Exercise objective: Copy the rows below verbatim, starting with the line containing "Target — dirt ground" and continuing through the line containing "column 669, row 395", both included.

Dataset extract:

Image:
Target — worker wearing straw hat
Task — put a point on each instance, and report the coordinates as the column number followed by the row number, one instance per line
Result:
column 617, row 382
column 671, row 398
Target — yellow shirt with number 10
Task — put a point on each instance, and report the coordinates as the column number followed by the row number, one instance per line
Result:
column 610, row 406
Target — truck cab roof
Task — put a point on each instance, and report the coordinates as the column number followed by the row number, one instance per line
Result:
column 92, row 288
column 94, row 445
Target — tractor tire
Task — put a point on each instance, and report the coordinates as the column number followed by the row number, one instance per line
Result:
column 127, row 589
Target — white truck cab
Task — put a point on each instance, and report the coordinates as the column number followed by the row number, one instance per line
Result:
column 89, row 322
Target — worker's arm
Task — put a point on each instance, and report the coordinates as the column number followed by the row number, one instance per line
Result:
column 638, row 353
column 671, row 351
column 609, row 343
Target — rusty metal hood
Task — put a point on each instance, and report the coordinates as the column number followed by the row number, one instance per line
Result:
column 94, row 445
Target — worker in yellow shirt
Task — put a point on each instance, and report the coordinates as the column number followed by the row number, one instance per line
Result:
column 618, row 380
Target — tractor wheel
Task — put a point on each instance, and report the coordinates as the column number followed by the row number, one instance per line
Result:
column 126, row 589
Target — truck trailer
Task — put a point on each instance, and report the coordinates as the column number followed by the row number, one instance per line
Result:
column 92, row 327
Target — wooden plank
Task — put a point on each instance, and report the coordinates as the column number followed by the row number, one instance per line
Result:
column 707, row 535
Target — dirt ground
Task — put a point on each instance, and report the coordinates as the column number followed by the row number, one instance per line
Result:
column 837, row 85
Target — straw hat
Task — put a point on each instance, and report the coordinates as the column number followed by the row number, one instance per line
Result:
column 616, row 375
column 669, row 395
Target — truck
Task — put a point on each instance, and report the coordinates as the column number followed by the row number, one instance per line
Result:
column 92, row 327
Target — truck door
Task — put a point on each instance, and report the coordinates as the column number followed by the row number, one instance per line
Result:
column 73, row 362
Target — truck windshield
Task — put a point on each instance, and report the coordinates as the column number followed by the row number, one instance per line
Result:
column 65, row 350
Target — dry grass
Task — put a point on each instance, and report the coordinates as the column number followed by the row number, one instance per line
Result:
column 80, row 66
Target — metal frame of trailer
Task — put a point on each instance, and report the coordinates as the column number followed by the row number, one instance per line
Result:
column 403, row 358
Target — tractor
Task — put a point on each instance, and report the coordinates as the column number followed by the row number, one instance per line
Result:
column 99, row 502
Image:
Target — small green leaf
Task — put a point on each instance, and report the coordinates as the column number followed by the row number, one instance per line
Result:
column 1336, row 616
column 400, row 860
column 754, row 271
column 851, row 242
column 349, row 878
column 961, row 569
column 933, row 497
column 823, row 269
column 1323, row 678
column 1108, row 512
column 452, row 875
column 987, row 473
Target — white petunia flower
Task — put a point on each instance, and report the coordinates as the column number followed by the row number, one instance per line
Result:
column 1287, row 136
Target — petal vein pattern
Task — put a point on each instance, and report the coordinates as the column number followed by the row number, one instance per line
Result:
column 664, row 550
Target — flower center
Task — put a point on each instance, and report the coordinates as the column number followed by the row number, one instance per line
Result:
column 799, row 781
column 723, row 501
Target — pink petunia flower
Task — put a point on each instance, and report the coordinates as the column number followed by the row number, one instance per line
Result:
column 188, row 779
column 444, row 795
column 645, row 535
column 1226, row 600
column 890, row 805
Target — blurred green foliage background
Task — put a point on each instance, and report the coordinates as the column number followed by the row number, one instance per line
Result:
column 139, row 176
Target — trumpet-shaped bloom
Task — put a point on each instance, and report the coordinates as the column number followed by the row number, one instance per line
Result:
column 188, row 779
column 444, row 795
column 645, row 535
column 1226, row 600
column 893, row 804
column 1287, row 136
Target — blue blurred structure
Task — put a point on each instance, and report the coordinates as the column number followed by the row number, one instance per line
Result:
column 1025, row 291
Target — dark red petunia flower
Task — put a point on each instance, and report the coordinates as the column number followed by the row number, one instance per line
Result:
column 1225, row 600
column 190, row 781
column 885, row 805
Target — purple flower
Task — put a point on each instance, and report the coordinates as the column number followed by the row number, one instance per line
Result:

Answer for this exercise:
Target — dirt ground
Task — put a point on each instance, and report the coordinates as the column number followed by the row number, one instance per line
Result:
column 837, row 85
Target — straw hat
Task — put a point on each instance, and report the coordinates as the column number followed by the row number, one instance per line
Result:
column 616, row 375
column 669, row 395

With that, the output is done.